AVAILABLE DATA:

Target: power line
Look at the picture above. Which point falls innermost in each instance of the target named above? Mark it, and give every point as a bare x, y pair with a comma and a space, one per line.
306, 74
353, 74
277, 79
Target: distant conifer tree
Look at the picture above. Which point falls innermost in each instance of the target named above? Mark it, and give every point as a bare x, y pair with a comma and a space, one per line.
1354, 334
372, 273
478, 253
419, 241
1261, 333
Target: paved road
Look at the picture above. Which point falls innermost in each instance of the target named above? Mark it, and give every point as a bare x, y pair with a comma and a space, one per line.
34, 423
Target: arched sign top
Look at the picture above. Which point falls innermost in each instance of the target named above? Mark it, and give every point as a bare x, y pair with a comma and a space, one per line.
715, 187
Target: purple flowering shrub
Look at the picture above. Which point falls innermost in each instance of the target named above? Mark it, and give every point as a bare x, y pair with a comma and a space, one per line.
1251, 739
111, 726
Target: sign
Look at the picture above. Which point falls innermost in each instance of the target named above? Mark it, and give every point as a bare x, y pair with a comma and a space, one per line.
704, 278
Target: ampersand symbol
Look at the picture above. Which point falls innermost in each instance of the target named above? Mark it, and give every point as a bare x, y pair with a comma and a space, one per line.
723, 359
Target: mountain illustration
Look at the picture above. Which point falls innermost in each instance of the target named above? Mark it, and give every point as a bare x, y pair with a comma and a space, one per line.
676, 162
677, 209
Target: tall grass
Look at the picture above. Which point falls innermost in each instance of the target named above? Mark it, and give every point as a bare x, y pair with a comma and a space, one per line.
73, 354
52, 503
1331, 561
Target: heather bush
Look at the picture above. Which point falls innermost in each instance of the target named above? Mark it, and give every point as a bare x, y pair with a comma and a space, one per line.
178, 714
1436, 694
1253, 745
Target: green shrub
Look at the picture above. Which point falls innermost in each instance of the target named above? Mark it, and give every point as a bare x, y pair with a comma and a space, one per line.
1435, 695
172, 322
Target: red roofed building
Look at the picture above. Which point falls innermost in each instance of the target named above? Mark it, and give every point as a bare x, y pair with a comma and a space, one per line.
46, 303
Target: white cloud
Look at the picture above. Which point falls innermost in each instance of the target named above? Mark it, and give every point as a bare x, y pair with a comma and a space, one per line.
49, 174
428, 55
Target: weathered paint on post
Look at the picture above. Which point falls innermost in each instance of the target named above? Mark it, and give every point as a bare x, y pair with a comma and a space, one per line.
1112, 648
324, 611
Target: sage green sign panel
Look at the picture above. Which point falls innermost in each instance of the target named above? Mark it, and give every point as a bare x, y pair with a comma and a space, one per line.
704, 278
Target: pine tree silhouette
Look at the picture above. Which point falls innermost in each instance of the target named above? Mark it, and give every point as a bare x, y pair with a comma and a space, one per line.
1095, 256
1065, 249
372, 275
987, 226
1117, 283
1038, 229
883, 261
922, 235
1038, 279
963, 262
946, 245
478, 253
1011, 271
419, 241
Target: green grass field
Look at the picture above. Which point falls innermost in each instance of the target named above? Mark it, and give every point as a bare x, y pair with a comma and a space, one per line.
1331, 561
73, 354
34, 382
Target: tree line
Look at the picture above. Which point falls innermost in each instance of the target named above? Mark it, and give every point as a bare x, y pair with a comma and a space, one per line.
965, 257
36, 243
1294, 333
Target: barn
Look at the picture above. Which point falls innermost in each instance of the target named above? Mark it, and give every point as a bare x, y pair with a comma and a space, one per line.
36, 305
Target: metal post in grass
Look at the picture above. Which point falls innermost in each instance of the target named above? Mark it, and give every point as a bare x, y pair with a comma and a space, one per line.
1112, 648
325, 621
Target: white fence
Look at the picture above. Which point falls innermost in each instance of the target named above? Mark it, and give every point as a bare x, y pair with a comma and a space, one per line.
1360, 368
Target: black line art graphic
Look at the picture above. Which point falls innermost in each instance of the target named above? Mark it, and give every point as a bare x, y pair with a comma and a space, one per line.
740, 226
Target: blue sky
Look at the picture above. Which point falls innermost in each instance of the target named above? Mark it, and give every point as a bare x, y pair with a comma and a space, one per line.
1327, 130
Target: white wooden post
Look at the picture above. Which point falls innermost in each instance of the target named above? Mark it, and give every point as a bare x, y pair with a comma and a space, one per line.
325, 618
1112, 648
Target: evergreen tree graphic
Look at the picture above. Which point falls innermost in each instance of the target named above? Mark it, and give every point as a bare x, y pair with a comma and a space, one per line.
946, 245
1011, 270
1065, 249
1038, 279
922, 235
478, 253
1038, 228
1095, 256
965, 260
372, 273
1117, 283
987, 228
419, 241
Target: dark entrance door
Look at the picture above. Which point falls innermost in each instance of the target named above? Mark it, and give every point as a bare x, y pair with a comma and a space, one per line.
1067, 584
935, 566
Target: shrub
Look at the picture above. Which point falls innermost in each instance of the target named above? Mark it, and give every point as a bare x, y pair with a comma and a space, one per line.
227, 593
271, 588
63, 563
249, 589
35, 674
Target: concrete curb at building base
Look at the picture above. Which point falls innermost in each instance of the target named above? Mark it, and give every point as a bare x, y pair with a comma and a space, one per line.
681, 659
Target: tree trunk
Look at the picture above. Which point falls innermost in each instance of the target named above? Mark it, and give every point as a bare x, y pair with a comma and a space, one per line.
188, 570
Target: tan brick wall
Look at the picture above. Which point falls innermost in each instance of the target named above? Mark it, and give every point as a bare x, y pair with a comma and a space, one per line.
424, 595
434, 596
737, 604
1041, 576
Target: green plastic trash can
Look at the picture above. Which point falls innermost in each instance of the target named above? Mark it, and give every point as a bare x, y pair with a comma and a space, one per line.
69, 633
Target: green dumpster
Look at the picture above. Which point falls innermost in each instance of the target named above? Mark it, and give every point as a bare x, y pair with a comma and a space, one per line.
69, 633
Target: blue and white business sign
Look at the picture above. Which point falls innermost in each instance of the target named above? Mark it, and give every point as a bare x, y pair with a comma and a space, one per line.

PROBLEM TO WORK ON: Each entry must be output exactly as it was written.

OUTPUT FOR THIS TASK:
Target: power line
Look at the picture above. Which point falls innermost in each instance of the target named above? Mark it, and give every point as a bare x, y pair with a comma and a space, one per line.
306, 74
353, 74
277, 79
Target: distant conifer tree
Look at the picture above. Which point falls innermost in each instance of the target named above? Mark it, and give every point as a bare x, y pair with a comma and a space, one per line.
1354, 334
372, 273
478, 253
419, 241
1261, 333
Target: paved road
Look at the picture above. Which point falls innermost in each instance of the target named above? Mark it, and give every point as a bare x, y pair with a comma and a space, one per line.
34, 423
Target: arched sign top
Look at the picture above. Which point falls innermost in each instance of the target named above? Mark it, and give every point as a bare x, y pair with a comma and a space, one per line.
715, 187
Target: purple flowering shrub
Look at the picture above. Which point falls innermost in each instance of the target named above? Mark it, and give every point as a bare x, y pair with a comma and a space, one per line.
1251, 739
111, 726
Target: sign
Look at the picture above. Which point falls innermost in each instance of the target named above? Mark it, and give every point as a bare x, y pair with a comma and a space, one per line.
704, 278
Target: ampersand symbol
Look at the picture above. Which point falls innermost in each instance of the target named above? Mark it, and give every point as a bare x, y pair with a comma and a space, one per line.
723, 359
Target: mountain illustration
Look at the picture above. Which point falls innermost in each instance of the target named above? Mark it, and give every point as a bare x, y pair with a comma and a space, one per line.
676, 162
677, 209
Target: tall grass
Look at the picture above. Which point falls innermost in each instance of the target named above? Mark it, and give every point as a bare x, y pair with a comma and a space, one per line.
73, 354
52, 503
1331, 561
Target: heather bush
Look at the picture above. Which point falls innermost in each instance of the target named above? Mark it, and give every point as a bare x, y pair with a comma and a space, one per line.
178, 714
1436, 694
1253, 745
Target: green shrub
Look at the picture above. Which point falls innermost in each instance of the target named above? Mark it, and give every point as a bare x, y pair with a comma and a space, one per line.
1435, 695
172, 322
Target: red roofed building
Look at the picture above. Which point falls innermost in each instance of the target named above? Mark it, and give every point as a bare x, y pair with a comma and a space, one per line.
46, 303
Target: white cloud
Look at the picture above. Which point falls innermost in each instance of the target named above? Mark it, and give every point as a bare x, y pair with a comma and a space, one per line.
49, 174
428, 55
Target: weathered paint on post
Look at the picture above. Which point falls innermost in each instance of the target named above? Mark it, and give every point as a bare x, y pair with a comma and a space, one per line.
1112, 648
324, 611
Target: sage green sign panel
Look at the picture above. Which point falls innermost in each instance of the target named above? Mark it, and give every point as a bare x, y pair with a comma and a space, one per line.
704, 278
Target: pine tree silhouette
Look at the picture above. Which point falls innermost in each instance of the target named above? Mark it, and give every point as a bare x, y pair with a comma and a space, one per line.
1095, 256
1065, 249
372, 275
987, 226
1117, 283
1038, 229
883, 261
922, 235
1038, 279
963, 262
946, 245
478, 253
1011, 271
419, 241
Target: green grass field
Look at the picture above. Which point falls innermost in each instance of the target named above? Mark it, and give every point as a bare x, y pair with a comma and a space, one per line.
1331, 561
73, 354
34, 382
Target: tree line
Look at the picture above. Which point falls innermost in each instance of the target named above? Mark it, and give every point as a bare x, y pair with a comma and a space, one per line.
965, 257
36, 243
1294, 333
Target: barn
Look at the picture above. Which point falls innermost in each instance of the target named above? Mark it, and give every point as a bare x, y pair with a comma and a space, one per line.
36, 305
Target: metal post in grass
Look at the picture above. Which point falls innermost in each instance of the target named above? Mark it, and give every point as a bare x, y pair with a comma and a space, one per line.
1112, 648
325, 621
Target: white fence
Look at the picture above. Which point falls innermost in each instance of the target named above? Mark it, and give every point as a bare x, y pair with a comma and a space, one per line.
1360, 368
Target: black line art graphic
Look at the picture above. Which point falls innermost in each instance of the target named above? Mark it, and give every point as a bare x, y pair with a comma and a space, one per line.
740, 226
Target: blue sky
Look at the picture above. Which point falls innermost in each instance of the target named above? Mark it, and give every point as a bare x, y pair with a comma and a space, one per line.
1327, 130
Target: white wooden post
Look at the picture above. Which point falls innermost in each instance of the target named above? Mark it, and give every point as a bare x, y pair with a comma and a space, one per line.
325, 618
1112, 648
Target: evergreen tree graphic
Look at the picture above. Which point falls innermost in each instance of the target named above? Mark it, and give every point as a bare x, y pair with a comma and a space, one per line.
946, 245
1011, 270
1065, 249
1038, 279
922, 235
478, 253
1038, 228
1095, 256
965, 260
372, 273
1117, 283
987, 228
419, 241
Target: dark entrance door
Look at the picture above. Which point falls innermost in each instance of the target named above? Mark it, and give every point as a bare x, y pair with a comma and a space, one per line.
1067, 584
935, 566
Target: shrub
Look at the picture above. Which point falls innermost in each instance of the target named above? Mark it, and give every point as a bare x, y pair with a comma and a space, one per line.
227, 593
271, 588
63, 563
249, 589
35, 674
Target: concrete curb at building base
Look at the picture above. Which point falls innermost in each instance of the target named above? Mark it, and give every point as a bare x, y pair with a comma and a space, one per line.
681, 659
Target: tree trunk
Look at the picture above. Which point falls innermost in each instance of the target named above? Mark it, and give every point as a bare x, y pair with a comma and a space, one per line.
188, 570
Target: tan brick wall
Look at the picture above. Which point falls innermost in each instance of the target named above? Mark it, and give every point as a bare x, y pair with a comma and a space, one per line.
424, 595
434, 596
737, 604
1041, 576
Target: green plastic trash can
Look at the picture above. Which point falls innermost in each instance of the target named above? Mark it, and give every point as a bare x, y pair with a comma and a space, one per line.
69, 633
Target: green dumpster
Look at the picture above. Which point falls innermost in each instance of the target named above? Mark it, and give every point as a bare x, y pair with a comma and a space, one per line.
69, 633
Target: blue and white business sign
Look at the picture above. Which point falls innermost in each instance of the target named above? Mark it, and give every point as a bare x, y pair with a comma and a space, one per line.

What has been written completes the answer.